__EXERCISE DETAILS__.
Rescale the lines starting with the line containing "Object = patterned red carpet" and going on through the line containing "left=1, top=152, right=264, bottom=200", writing every one of them out again. Multiply only the bounding box coordinates given after "Result =" by 1.15 and round them to whole numbers with halves rounded up, leaving the sample coordinates unchanged.

== ENTRIES SUPPLIED

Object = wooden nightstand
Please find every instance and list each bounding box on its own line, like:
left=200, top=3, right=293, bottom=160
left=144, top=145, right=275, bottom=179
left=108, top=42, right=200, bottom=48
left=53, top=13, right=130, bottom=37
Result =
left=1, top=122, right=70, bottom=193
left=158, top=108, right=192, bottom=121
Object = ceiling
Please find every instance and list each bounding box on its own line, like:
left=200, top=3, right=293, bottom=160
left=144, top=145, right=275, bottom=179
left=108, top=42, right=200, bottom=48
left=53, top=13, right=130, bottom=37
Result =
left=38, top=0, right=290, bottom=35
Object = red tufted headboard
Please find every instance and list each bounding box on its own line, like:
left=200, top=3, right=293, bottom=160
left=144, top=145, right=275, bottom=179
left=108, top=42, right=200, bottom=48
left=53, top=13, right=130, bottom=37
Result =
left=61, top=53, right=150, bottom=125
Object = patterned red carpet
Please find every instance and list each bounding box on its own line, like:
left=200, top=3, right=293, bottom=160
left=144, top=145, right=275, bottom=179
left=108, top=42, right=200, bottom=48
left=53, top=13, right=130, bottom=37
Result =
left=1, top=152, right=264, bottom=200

====
== ENTRIES SUPPLIED

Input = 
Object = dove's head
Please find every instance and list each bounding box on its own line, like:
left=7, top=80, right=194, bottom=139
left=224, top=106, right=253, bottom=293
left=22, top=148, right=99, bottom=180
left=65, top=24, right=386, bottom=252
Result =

====

__THE RESULT__.
Object = patterned red carpet
Please find every instance and list each bounding box on its own line, like:
left=200, top=3, right=293, bottom=160
left=144, top=145, right=275, bottom=179
left=108, top=42, right=200, bottom=48
left=53, top=13, right=130, bottom=37
Result =
left=1, top=175, right=304, bottom=230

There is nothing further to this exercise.